## ACTION ITEM
Gather the lines below that include the string "watch", copying each in full.

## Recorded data
------------------------
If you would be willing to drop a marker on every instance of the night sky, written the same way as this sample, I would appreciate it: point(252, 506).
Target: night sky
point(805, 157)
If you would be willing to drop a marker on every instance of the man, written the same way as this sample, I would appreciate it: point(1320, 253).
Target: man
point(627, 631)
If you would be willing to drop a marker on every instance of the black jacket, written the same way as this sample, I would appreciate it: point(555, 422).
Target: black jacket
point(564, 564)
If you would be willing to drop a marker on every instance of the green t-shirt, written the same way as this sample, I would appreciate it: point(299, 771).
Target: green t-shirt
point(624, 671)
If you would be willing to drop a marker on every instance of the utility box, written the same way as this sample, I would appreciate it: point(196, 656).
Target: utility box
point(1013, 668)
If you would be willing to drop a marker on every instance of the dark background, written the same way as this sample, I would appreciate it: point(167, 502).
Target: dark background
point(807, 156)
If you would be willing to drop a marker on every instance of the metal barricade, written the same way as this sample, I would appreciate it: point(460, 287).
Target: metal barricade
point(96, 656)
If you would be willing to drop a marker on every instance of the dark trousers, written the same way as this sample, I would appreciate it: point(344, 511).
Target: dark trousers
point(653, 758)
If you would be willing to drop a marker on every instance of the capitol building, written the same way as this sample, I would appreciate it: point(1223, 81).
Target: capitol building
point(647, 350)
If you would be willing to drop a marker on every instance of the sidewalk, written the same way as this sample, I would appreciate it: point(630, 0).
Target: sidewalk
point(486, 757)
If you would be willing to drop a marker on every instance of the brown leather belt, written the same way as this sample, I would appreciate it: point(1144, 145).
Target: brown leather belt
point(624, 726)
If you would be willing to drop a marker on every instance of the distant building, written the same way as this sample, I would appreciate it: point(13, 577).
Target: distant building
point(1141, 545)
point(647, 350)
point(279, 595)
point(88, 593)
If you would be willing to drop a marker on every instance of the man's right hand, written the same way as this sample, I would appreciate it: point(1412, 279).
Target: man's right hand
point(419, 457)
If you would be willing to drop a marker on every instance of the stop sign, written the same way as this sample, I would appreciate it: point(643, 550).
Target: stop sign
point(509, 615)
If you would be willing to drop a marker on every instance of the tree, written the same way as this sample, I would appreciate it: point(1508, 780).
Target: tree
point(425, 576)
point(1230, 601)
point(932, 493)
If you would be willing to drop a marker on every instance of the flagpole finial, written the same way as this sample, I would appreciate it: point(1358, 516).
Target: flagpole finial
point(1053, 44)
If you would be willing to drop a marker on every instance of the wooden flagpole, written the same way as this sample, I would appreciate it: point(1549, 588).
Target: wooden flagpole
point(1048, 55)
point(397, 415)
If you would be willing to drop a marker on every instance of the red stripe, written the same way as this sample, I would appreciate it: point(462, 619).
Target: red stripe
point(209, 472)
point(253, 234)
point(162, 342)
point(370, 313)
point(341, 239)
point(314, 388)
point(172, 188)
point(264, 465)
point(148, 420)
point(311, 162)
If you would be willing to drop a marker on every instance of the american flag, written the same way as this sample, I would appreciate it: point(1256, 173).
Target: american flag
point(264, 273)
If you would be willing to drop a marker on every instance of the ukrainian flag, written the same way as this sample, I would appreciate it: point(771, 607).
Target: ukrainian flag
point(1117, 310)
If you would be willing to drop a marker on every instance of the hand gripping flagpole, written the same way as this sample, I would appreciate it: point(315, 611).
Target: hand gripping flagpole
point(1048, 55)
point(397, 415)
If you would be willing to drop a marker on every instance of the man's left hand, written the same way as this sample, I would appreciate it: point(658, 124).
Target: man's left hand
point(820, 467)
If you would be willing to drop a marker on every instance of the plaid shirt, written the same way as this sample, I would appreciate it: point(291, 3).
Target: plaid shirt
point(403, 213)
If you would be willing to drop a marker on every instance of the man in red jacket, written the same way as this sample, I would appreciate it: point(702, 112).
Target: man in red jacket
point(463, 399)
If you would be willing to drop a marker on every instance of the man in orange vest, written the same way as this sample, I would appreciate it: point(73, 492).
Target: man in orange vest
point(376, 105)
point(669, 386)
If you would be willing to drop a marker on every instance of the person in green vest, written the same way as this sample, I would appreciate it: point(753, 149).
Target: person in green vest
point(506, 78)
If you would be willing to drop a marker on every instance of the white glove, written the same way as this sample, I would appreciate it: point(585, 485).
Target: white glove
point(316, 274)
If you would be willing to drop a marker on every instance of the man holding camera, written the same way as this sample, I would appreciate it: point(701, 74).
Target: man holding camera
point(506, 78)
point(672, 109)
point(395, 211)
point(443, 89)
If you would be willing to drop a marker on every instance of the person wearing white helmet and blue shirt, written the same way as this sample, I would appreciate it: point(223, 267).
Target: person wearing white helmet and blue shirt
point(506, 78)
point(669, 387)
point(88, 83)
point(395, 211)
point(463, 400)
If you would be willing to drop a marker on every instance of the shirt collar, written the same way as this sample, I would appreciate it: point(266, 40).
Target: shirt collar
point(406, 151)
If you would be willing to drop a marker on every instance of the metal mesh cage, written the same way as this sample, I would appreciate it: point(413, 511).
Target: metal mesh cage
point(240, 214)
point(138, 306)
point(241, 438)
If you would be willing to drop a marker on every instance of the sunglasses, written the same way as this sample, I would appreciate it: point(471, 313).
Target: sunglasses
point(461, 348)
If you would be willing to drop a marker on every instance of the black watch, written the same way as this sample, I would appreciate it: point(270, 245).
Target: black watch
------------------------
## EXERCISE RESPONSE
If you would be willing to drop a marker on every instance of the black watch, written the same way as this sample, I would appreciate it: point(270, 245).
Target: black watch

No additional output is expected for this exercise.